:: Passage for review ::
*** Begin section ***
Background: The prevalence of helminth infections exhibits an inverse association with the prevalence of Type 2 diabetes mellitus (T2DM), and helminths are postulated to mediate a protective effect against T2DM. However, the biological mechanism behind this effect is not known.
Aims/methods: We postulated that helminth infections act by modulating the pro-inflammatory cytokine and chemokine milieu that is characteristic of T2DM. To examine the association of cytokines and chemokines in helminth-diabetes co-morbidity, we measured the plasma levels of a panel of pro-inflammatory cytokines and chemokines in individuals with Strongyloides stercoralis infection (Ss+) and T2DM at the time of Ss diagnosis and then 6 months after definitive anthelmintic treatment along with uninfected control individuals with T2DM alone (Ss-).
Principal findings: Ss+ individuals exhibited significantly diminished levels of the pro-inflammatory cytokines-IL-1α, IL-1β, IL-6, IL-12, IL-18, IL-23, IL-27, G-CSF and GM-CSF and chemokines-CCL1, CCL2, CCL3, CCL11, CXCL1, CXCL2, CXCL8, CXCL9, CXCL10 and CXCL11. In contrast, Ss+ individuals exhibited significantly elevated levels of IL-1Ra. Anthelmintic treatment resulted in increased levels of all of the cytokines and chemokines.
Conclusions: Thus, helminth infections alleviate and anthelmintic therapy partially restores the plasma cytokine and chemokine levels in helminth-diabetes co-morbidity. Our data therefore offer a plausible biological mechanism for the protective effect of helminth infections against T2DM.
*** End section ***
:: Information supplied ::
*** Begin section ***
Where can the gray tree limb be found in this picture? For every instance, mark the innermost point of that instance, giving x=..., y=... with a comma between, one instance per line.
*** End section ***
*** Begin section ***
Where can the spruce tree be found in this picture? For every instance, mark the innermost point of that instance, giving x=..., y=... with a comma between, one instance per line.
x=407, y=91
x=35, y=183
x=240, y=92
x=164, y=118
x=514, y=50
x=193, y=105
*** End section ***
:: Problems to solve ::
[1] Output everything in the helminth and diabetes abstract from "Conclusions: Thus, helminth" down to "infections against T2DM.".
[2] Answer these questions using the helminth and diabetes abstract:
(a) Which helminth infection did the infected participants have?
(b) How many months after definitive anthelmintic treatment were plasma levels measured a second time?
(c) Which cytokine was significantly elevated, rather than diminished, in Ss+ individuals?

:: Task-by-task answers ::
[1]
Conclusions: Thus, helminth infections alleviate and anthelmintic therapy partially restores the plasma cytokine and chemokine levels in helminth-diabetes co-morbidity. Our data therefore offer a plausible biological mechanism for the protective effect of helminth infections against T2DM.

[2]
(a) Strongyloides stercoralis
(b) 6 months
(c) IL-1Ra